> **EXERCISES TO COMPLETE**:
A - Transcribe the passage of the Tata Motors and Jaguar sales article that opens with the words containing "Tata’s first all-electric" and closes with "the People’s Republic.".
B - Go on with the Tata Motors and Jaguar sales article, picking up right after its final sentence.

Tata Motors (NYSE: TTM) has been on a roll lately, it is now the biggest car manufacturer in the United Kingdom and its sales are growing like crazy.
Its’ luxury brands; Jaguar and Land Rover, sales increased by 32% in China, 24% in North America, 16% in the UK and 13% in Europe between March 2016 and March 2017, The Guardian reported. Tata’s Jaguar Land Rover division enjoyed the best year in its history in the 12 months that ended in March with sales of 604,009 vehicles.
Jaguar is even giving Porsche a run for its money in the US luxury car market, Bloomberg Pursuits reported. Jag’s F-Pace SUV actually outsold the Porsche Cayenne this year and got within striking range of another Porsche SUV the Macan.
That helped Jaguar sales more than double in the United States over the past year, Bloomberg noted. Americans purchased 14,606 Jags between first quarter 2016 and first quarter 2017.
Electric Jaguar Coming Next Year
Nor is Jaguar resting on its laurels, the British sports car maker has set its sights on another famous luxury brand Tesla Motors (NASDAQ: TSLA).
Tata’s first all-electric model the I-Pace is supposed to go into production next year, Car Insurance Samurai reported. The I-Pace is aimed squarely at Tesla’s X-Series SUV and it has been spotted racing around a Grand Prix track in Monaco.
If the I-Pace is as success as the F-Pace it might make Jaguar into America’s most successful luxury car brand. Jaguar has kept its momentum with its sales increasing by 140% even as overall auto sales cool.
One factor certainly driving Jaguar and Land Rover sales is China. Sales there have grown for 16 straight months and increased 19% last year, China Daily reported. Chinese bought 6,800 Land Rovers during April 2017, and Jaguar sales increased by 234%. Jaguar/Land Rover now operates more than 200 dealerships in the People’s Republic.

> **DATA SHOWN**:
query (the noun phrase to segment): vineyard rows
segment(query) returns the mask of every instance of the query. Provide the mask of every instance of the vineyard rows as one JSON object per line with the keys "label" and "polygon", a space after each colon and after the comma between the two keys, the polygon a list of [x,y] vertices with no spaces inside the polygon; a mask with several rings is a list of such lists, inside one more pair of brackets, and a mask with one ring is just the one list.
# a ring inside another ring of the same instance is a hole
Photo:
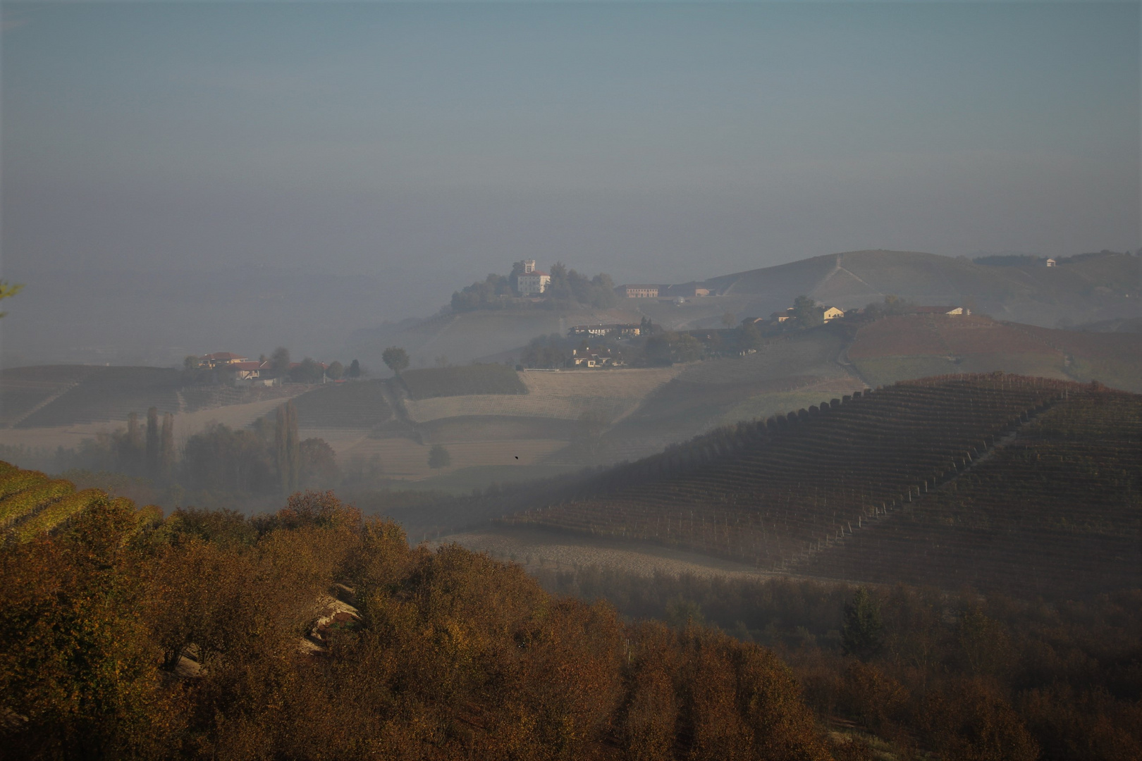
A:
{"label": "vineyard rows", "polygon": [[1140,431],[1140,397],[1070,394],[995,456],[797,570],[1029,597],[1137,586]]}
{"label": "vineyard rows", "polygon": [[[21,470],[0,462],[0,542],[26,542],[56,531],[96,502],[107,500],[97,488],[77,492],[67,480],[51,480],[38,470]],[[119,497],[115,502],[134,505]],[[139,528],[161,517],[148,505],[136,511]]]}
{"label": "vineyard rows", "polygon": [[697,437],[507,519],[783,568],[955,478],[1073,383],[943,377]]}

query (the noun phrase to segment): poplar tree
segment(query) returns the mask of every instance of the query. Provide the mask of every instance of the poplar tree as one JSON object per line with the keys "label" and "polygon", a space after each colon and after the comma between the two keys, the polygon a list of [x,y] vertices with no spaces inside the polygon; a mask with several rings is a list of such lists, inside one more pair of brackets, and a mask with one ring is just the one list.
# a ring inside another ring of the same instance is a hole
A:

> **ANSWERS BY TASK**:
A -
Tata’s first all-electric model the I-Pace is supposed to go into production next year, Car Insurance Samurai reported. The I-Pace is aimed squarely at Tesla’s X-Series SUV and it has been spotted racing around a Grand Prix track in Monaco.
If the I-Pace is as success as the F-Pace it might make Jaguar into America’s most successful luxury car brand. Jaguar has kept its momentum with its sales increasing by 140% even as overall auto sales cool.
One factor certainly driving Jaguar and Land Rover sales is China. Sales there have grown for 16 straight months and increased 19% last year, China Daily reported. Chinese bought 6,800 Land Rovers during April 2017, and Jaguar sales increased by 234%. Jaguar/Land Rover now operates more than 200 dealerships in the People’s Republic.

B -
Tata’s Profits are Rising
Okay so Tata Motors is one of the biggest automotive success stories but is it making money? The answer according to the earnings report data compiled by ycharts is yes.
Tata reported a net income of $1.113 billion in March 2017; that was down from $1.252 billion in March 2016, but still impressive. The net income translated into a profit margin of 5.44% for first quarter 2017.
That’s excellent for the auto industry where Honda Motors (NYSE: HMC) reported a profit margin of 2.55% for the same period. It is still below General Motors (NYSE: GM) profit margin of 6.33% but more than Ford’s (NYSE: F) 4.05% profit margin. Most importantly the profit margin is up .44% from March 2016, when it was 5%.
Values should take note of the profit margin because Tata’s revenues are growing. Tata reported $41.99 billion in revenues for March 2017, up from $41.37 billion for March 2016. The revenue growth seems to indicate that Tata might be bucking auto industry trends.
Is Tata Motors Making Money?
Growing revenues and profit margins are fine, but skeptical value investors will rightly ask is Tata Motors making money? Are all the Jaguar and Land Rover sales actually translating into cash?
The answer that question is yes, Tata reported $8.122 billion in cash and short-term investments on March 31, 2017. That was a $2.269 billion increase over March 2016, when Tata Motors reported having $5.853 billion in the bank.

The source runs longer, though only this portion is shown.